The entries should be given again in full. Alter nothing.

#### [RECORDS SHOWN]
###

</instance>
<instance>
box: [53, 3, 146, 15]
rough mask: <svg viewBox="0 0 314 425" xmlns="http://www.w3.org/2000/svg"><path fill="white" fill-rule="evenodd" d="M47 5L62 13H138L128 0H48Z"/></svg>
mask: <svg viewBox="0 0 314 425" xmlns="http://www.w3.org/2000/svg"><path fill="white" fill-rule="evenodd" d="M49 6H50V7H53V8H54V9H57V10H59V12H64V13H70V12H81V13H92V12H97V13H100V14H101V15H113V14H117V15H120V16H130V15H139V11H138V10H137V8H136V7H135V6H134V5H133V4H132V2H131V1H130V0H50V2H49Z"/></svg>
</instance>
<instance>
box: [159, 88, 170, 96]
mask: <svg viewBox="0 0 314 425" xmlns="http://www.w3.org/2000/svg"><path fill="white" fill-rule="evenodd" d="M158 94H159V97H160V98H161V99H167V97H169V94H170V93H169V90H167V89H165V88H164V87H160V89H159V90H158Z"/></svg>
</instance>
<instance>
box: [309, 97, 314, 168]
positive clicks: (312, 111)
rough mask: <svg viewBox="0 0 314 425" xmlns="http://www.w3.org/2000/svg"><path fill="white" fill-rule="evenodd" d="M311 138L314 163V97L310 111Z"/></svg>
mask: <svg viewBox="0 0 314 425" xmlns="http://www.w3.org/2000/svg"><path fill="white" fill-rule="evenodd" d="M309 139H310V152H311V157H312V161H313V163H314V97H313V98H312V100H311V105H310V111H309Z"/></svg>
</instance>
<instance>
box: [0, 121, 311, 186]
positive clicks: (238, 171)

###

#### [SOLUTION TO THIS EXERCISE]
</instance>
<instance>
box: [53, 3, 146, 15]
rough mask: <svg viewBox="0 0 314 425" xmlns="http://www.w3.org/2000/svg"><path fill="white" fill-rule="evenodd" d="M47 5L62 13H138L128 0H48Z"/></svg>
mask: <svg viewBox="0 0 314 425" xmlns="http://www.w3.org/2000/svg"><path fill="white" fill-rule="evenodd" d="M49 6H50V7H53V8H54V9H57V10H59V12H64V13H70V12H81V13H92V12H97V13H100V14H101V15H113V14H117V15H120V16H130V15H139V11H138V10H137V8H136V7H135V6H134V5H133V4H132V2H131V1H130V0H50V2H49Z"/></svg>
</instance>
<instance>
box: [159, 88, 170, 96]
mask: <svg viewBox="0 0 314 425" xmlns="http://www.w3.org/2000/svg"><path fill="white" fill-rule="evenodd" d="M158 94H159V97H160V98H161V99H167V97H169V94H170V93H169V90H167V89H165V88H164V87H160V89H159V90H158Z"/></svg>
</instance>
<instance>
box: [309, 97, 314, 168]
positive clicks: (312, 111)
rough mask: <svg viewBox="0 0 314 425" xmlns="http://www.w3.org/2000/svg"><path fill="white" fill-rule="evenodd" d="M311 138L314 163V97L310 111Z"/></svg>
mask: <svg viewBox="0 0 314 425" xmlns="http://www.w3.org/2000/svg"><path fill="white" fill-rule="evenodd" d="M309 139H310V152H311V157H312V161H313V163H314V97H313V98H312V100H311V105H310V111H309Z"/></svg>
</instance>
<instance>
box: [0, 121, 311, 186]
positive clicks: (238, 171)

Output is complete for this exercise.